:: RECORDED DATA
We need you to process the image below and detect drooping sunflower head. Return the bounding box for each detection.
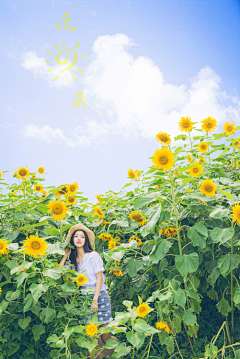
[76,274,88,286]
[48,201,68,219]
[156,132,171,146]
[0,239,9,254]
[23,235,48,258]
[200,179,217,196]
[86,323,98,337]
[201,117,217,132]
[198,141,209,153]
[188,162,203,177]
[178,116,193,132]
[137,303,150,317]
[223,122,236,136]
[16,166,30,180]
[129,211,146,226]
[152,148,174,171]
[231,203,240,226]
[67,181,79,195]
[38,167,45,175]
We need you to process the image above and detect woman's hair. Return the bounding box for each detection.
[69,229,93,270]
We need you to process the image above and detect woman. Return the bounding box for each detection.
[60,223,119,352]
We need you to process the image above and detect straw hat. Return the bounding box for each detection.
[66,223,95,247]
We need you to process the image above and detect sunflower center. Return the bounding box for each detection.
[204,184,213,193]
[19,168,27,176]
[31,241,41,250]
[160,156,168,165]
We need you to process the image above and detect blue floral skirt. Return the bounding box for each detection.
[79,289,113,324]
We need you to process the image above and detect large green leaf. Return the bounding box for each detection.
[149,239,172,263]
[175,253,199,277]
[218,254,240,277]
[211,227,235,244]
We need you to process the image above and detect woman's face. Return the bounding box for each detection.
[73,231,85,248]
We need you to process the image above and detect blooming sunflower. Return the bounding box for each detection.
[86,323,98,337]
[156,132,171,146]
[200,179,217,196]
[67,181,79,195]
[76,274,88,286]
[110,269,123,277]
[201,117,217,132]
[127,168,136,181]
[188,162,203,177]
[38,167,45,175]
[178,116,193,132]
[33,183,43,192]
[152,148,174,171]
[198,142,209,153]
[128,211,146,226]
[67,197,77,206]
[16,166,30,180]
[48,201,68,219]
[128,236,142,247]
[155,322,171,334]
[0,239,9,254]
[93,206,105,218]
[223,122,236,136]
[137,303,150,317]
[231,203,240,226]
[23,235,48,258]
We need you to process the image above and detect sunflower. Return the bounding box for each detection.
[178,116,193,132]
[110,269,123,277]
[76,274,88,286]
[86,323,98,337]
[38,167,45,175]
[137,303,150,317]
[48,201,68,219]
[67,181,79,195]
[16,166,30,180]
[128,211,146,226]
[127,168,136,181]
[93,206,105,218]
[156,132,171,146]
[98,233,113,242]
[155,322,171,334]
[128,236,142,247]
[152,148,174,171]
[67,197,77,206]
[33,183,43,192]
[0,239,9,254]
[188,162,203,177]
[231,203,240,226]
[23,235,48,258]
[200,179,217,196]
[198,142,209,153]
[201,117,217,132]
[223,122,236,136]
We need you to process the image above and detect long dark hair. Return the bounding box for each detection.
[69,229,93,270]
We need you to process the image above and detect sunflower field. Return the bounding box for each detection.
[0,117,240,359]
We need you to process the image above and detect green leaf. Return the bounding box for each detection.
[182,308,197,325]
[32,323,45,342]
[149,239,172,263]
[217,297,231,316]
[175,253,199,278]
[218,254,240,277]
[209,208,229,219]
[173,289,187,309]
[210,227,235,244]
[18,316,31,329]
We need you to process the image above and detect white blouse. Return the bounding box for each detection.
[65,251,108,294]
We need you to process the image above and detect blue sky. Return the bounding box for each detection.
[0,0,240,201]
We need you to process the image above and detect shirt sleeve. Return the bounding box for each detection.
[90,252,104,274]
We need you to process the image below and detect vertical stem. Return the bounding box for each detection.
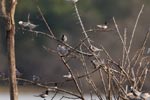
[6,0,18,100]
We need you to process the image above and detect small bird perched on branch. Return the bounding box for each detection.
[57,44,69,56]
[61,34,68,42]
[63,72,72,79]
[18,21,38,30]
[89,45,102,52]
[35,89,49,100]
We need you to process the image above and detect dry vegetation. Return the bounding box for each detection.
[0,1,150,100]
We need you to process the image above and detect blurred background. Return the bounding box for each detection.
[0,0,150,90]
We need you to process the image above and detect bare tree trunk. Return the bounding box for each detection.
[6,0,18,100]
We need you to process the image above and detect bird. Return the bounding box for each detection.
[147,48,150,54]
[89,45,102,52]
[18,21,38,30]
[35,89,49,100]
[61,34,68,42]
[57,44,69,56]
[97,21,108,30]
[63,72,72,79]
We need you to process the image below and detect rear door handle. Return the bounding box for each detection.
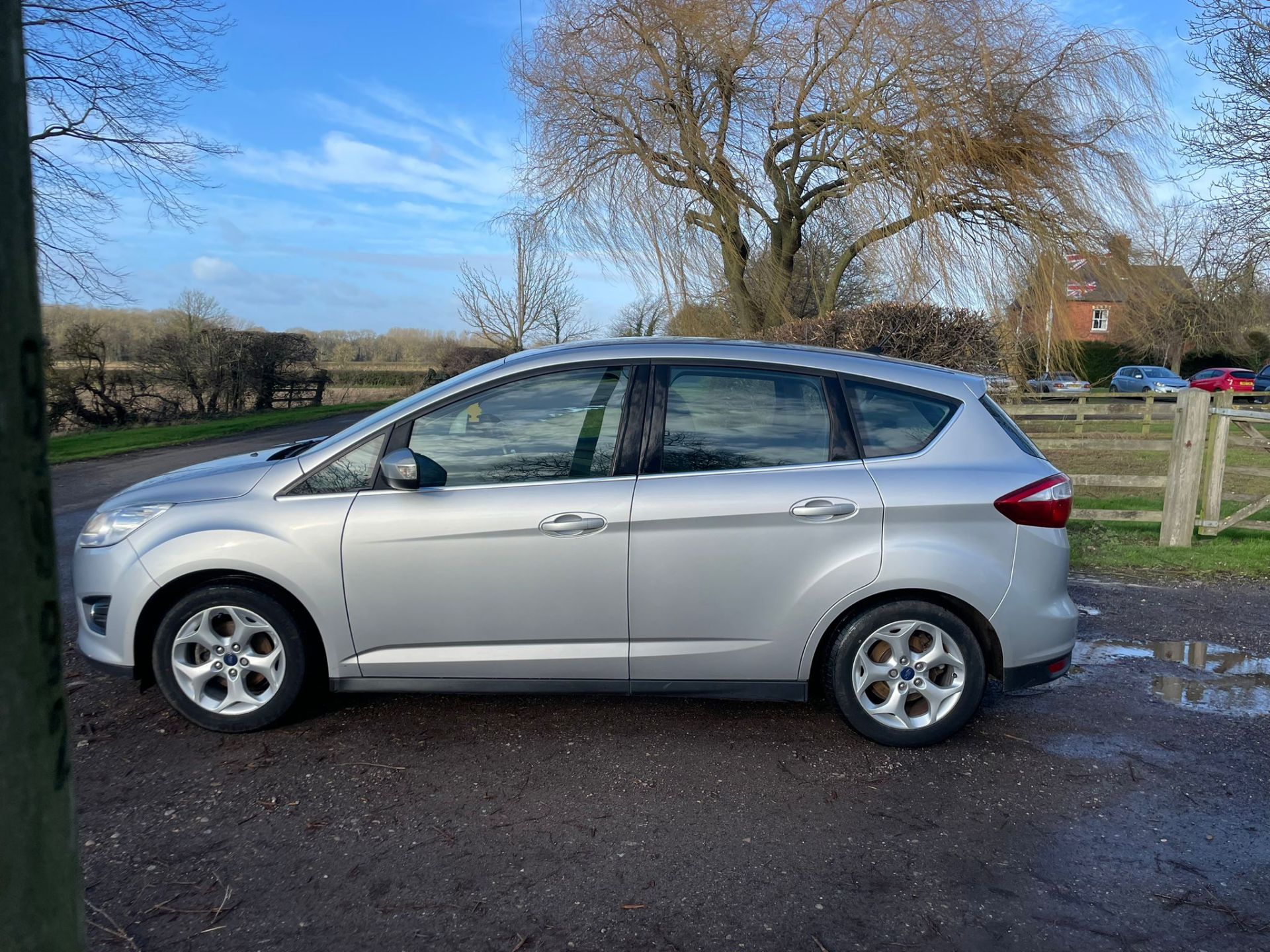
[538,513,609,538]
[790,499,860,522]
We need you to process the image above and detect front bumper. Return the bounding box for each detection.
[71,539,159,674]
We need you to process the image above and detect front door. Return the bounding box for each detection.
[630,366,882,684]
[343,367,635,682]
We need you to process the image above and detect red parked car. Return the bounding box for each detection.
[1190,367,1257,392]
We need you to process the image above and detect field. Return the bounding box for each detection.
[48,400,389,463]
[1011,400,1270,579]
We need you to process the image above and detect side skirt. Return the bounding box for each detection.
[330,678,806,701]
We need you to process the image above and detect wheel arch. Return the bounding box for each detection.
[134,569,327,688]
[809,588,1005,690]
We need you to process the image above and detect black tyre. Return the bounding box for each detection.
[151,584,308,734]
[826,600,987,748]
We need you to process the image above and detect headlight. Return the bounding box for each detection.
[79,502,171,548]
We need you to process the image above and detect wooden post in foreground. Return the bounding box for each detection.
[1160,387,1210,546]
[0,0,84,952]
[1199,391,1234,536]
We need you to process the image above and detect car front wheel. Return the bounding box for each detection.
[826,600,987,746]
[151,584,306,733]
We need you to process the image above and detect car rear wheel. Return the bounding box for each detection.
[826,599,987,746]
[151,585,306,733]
::::
DIRECTIVE :: Transcribe the records above word for word, from start to finish, and omit the pictures from your transcription.

SOLUTION TO THE PROBLEM ::
We need you to process the image below and detect drooping sunflower head. Return the bounding box for each detection.
[76,274,88,286]
[48,201,68,219]
[156,132,171,146]
[0,239,9,254]
[23,235,48,258]
[200,179,217,196]
[86,323,98,337]
[201,117,217,132]
[198,141,209,153]
[188,162,203,177]
[178,116,193,132]
[137,303,150,317]
[223,122,236,136]
[16,166,30,180]
[129,211,146,226]
[152,148,174,171]
[231,203,240,226]
[67,181,79,195]
[38,167,45,175]
We need you to process the image above and detect woman's hair. Return the bounding box for each detection.
[69,229,93,270]
We need you to process the image above and detect woman. Return the bounding box for each detection.
[60,223,119,352]
We need you to process the image above and detect straw hat. Return the bounding box for each detection.
[66,223,95,247]
We need you to process the image above and detect sunflower center. Return the bounding box for each detection.
[204,184,213,193]
[19,168,27,176]
[31,241,41,250]
[160,156,168,165]
We need you to process the image above and detect blue floral skirt. Return the bounding box for each detection.
[79,289,113,324]
We need you to process the image above and detect large green leaf. Return the bounding box for each detection.
[149,239,172,263]
[175,253,199,277]
[218,254,240,277]
[211,227,235,244]
We need you to process the image above and detect woman's face. Return the bounding box for each detection.
[73,231,85,248]
We need you to process the image above and detect blooming sunflower. Return the bounding box for each detection.
[86,323,98,337]
[156,132,171,146]
[200,179,217,196]
[67,181,79,195]
[76,274,88,286]
[110,269,123,277]
[201,117,217,132]
[127,168,136,181]
[188,162,203,177]
[38,167,45,175]
[178,116,193,132]
[33,183,43,192]
[152,148,174,171]
[198,142,209,153]
[128,211,146,226]
[67,197,77,206]
[16,166,30,180]
[48,201,68,219]
[128,236,142,247]
[155,322,171,334]
[0,239,9,254]
[93,206,105,218]
[223,122,236,136]
[137,303,150,317]
[231,203,240,226]
[23,235,48,258]
We need you to process the image above and detect sunflower. Return the bounding box for each detection.
[178,116,193,132]
[110,269,123,277]
[76,274,88,286]
[86,323,98,337]
[38,167,45,175]
[137,303,150,317]
[48,201,68,219]
[67,181,79,195]
[16,166,30,180]
[128,211,146,226]
[127,168,136,181]
[93,206,105,218]
[156,132,171,146]
[98,233,113,242]
[155,322,171,334]
[128,236,142,247]
[152,148,174,171]
[67,197,77,206]
[33,183,43,192]
[0,239,9,254]
[188,162,203,177]
[231,203,240,226]
[23,235,48,258]
[200,179,217,196]
[198,142,209,153]
[201,117,217,132]
[223,122,236,136]
We need you to process the image above and detect long dark hair. Return the bounding box for each detection.
[69,229,93,270]
We need you to process the image above and detect sunflower field. Return the bounding box for each detection.
[0,117,240,359]
We need you to process the image above and detect green leaf. Return the bounding box for each detection.
[182,308,197,325]
[32,323,45,342]
[149,239,172,263]
[217,297,231,316]
[175,253,199,278]
[218,254,240,277]
[209,208,229,219]
[173,289,187,309]
[210,227,235,244]
[18,316,31,329]
We need you to process the image above and detect white blouse. Return the bounding box for each detection.
[65,251,108,294]
We need you to process the image above and detect blue sky. Return the bounding box for each detection.
[0,0,240,201]
We need you to process the image above and detect shirt sleeve. Return the bounding box for each detection.
[90,252,104,274]
We need you to process the image below and detect vertical stem. Return the bounding box for each detection.
[6,0,18,100]
We need you to process the image above and detect small bird perched on branch. Return the bounding box for each detection.
[57,44,69,56]
[61,34,68,42]
[63,72,72,79]
[18,21,38,30]
[89,45,102,52]
[35,89,49,100]
We need you to process the image above and detect dry vegetation. Return the bounding box for each detection.
[0,1,150,100]
We need you to process the image above and detect blurred background. Return the bounding box for each detection.
[0,0,150,90]
We need you to process the image above and detect bare tree trunk. Return the bounding box for each detection.
[6,0,18,100]
We need you to process the image above and detect bird. Return the bounding box for each detection.
[147,48,150,54]
[89,45,102,52]
[18,21,38,30]
[35,89,49,100]
[61,34,68,42]
[57,44,69,56]
[97,21,108,30]
[63,72,72,79]
We need you to process the image below and detect rear door handle. Return the bounding box for each detection.
[538,513,609,538]
[790,499,860,522]
We need you to process the image above and detect front bumper. Return the bounding box for each detection.
[71,539,159,674]
We need you to process the image above and detect front door. Return the bounding box for each detection.
[630,366,882,684]
[343,367,635,682]
We need you to process the image above and detect red parked car. Return the bounding box for each detection.
[1190,367,1257,392]
We need you to process the image above and detect field. Return the bounding box for each detection.
[48,400,389,463]
[1011,400,1270,579]
We need you to process the image above and detect side skirt. Return the bounding box for each detection.
[330,678,806,701]
We need you to process the image above and detect wheel arch. Return the bounding box for each detection.
[134,569,327,688]
[809,588,1005,690]
We need you to process the image above and detect black tyre. Return the bounding box for each detection.
[151,584,308,734]
[826,600,987,748]
We need you to process the image above and detect headlight. Return the bounding box for each detection.
[79,502,171,548]
We need you to process the image above and detect wooden post in foreground. Return the bounding box for each detection.
[1160,387,1210,546]
[0,0,84,952]
[1199,391,1234,536]
We need you to process the image above and detect car front wheel. Return the bounding box for each detection.
[826,600,987,746]
[151,584,306,733]
We need you to process the image above and detect car rear wheel. Return the bounding box for each detection.
[826,599,987,746]
[151,585,306,733]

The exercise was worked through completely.